Записи из набора данных для аннотирования:
■ ■ ■ ■ ■
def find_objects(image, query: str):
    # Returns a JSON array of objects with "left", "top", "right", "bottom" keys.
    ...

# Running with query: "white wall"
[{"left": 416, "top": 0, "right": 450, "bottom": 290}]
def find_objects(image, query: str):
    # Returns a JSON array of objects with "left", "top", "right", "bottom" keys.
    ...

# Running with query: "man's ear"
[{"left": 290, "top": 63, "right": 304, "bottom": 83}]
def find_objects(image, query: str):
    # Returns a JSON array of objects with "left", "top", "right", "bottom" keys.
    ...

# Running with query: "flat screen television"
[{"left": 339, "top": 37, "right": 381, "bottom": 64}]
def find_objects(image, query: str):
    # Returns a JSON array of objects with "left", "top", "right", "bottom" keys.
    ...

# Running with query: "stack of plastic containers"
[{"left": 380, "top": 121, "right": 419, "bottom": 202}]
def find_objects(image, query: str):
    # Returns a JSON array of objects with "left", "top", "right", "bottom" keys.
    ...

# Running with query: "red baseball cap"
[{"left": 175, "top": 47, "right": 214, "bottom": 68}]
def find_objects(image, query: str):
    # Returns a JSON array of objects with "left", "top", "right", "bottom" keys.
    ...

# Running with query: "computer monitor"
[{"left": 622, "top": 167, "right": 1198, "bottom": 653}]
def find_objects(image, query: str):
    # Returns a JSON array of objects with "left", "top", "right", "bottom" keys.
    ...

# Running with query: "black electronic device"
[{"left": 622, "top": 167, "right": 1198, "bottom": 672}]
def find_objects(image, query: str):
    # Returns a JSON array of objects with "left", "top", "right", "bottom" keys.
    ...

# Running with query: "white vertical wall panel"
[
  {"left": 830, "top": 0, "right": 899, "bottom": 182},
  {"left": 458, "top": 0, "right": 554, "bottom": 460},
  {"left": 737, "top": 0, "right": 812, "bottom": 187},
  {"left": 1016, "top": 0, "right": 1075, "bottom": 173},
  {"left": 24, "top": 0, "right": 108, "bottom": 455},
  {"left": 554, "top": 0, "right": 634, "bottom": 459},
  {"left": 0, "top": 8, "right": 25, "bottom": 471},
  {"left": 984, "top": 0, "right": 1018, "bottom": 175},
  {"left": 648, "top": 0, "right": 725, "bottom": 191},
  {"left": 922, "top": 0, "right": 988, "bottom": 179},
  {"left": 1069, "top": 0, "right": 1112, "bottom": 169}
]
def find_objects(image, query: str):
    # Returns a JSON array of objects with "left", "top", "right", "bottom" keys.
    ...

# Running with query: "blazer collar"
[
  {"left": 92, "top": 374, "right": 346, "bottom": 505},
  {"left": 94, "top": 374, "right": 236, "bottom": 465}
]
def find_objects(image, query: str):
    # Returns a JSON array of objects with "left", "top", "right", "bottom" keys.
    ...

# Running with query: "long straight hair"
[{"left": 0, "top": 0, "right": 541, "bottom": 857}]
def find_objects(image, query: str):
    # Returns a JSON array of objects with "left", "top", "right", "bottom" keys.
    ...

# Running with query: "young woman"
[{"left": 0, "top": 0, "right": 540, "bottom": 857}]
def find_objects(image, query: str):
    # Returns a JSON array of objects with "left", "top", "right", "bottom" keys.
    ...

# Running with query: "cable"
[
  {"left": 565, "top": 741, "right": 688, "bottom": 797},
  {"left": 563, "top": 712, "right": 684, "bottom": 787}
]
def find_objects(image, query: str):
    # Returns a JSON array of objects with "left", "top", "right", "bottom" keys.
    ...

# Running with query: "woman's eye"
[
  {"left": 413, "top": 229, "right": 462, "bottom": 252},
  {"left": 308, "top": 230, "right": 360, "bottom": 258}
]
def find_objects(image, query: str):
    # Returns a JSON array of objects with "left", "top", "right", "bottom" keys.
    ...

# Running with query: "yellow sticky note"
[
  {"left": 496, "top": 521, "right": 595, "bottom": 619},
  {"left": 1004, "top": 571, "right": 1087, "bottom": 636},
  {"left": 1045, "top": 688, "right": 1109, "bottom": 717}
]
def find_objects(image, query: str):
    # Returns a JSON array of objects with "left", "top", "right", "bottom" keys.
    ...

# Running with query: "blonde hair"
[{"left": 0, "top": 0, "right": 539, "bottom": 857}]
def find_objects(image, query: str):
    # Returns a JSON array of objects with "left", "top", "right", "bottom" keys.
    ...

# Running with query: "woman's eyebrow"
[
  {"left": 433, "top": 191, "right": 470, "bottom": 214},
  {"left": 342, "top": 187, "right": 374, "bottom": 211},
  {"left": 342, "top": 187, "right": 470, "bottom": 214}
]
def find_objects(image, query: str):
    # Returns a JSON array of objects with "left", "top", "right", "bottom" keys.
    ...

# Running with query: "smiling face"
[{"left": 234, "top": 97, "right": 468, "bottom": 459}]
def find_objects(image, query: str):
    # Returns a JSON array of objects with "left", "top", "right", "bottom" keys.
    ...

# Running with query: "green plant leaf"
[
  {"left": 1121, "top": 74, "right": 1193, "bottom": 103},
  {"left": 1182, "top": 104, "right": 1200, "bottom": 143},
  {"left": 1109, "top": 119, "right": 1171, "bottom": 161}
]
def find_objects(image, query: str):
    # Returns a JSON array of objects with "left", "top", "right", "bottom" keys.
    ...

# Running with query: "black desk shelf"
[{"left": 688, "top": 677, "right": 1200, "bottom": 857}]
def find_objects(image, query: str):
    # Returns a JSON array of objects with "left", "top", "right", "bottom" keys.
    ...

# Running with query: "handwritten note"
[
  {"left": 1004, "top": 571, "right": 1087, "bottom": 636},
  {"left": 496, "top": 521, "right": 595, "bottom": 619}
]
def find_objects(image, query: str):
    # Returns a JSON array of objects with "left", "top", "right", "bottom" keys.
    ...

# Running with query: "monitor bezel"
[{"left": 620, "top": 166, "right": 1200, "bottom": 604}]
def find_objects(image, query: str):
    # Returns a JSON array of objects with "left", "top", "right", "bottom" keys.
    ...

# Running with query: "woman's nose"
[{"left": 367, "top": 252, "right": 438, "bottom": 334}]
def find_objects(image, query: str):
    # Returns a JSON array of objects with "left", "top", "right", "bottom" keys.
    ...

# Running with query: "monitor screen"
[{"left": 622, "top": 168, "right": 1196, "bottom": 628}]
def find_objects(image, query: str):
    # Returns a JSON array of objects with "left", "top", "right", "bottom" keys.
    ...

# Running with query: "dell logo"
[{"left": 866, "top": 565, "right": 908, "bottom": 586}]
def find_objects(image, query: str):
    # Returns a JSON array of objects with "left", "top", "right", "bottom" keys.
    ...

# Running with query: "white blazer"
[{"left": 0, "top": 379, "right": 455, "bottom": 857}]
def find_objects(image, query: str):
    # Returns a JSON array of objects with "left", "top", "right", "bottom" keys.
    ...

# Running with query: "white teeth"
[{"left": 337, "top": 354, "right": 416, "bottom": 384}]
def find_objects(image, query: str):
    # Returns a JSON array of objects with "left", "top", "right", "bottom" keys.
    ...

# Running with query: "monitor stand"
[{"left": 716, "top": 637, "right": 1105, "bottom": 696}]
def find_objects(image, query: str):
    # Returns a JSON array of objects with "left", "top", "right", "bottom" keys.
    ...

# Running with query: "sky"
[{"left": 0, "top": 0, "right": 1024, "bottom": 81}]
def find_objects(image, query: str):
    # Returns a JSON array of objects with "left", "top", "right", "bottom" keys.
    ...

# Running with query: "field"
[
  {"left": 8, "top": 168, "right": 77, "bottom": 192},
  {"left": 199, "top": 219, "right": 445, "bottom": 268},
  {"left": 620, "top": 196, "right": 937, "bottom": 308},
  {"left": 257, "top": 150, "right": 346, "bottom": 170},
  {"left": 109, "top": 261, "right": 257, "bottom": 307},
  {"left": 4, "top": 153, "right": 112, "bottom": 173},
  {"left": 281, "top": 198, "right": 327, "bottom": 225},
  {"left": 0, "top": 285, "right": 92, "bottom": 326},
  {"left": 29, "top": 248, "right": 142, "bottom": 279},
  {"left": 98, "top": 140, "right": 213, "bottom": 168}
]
■ ■ ■ ■ ■
**Что требуется:**
Укажите, пожалуйста, сколько строк материала содержат строку «hair», учитывая регистр букв. В ответе приведите только число.

**Письменное решение:**
2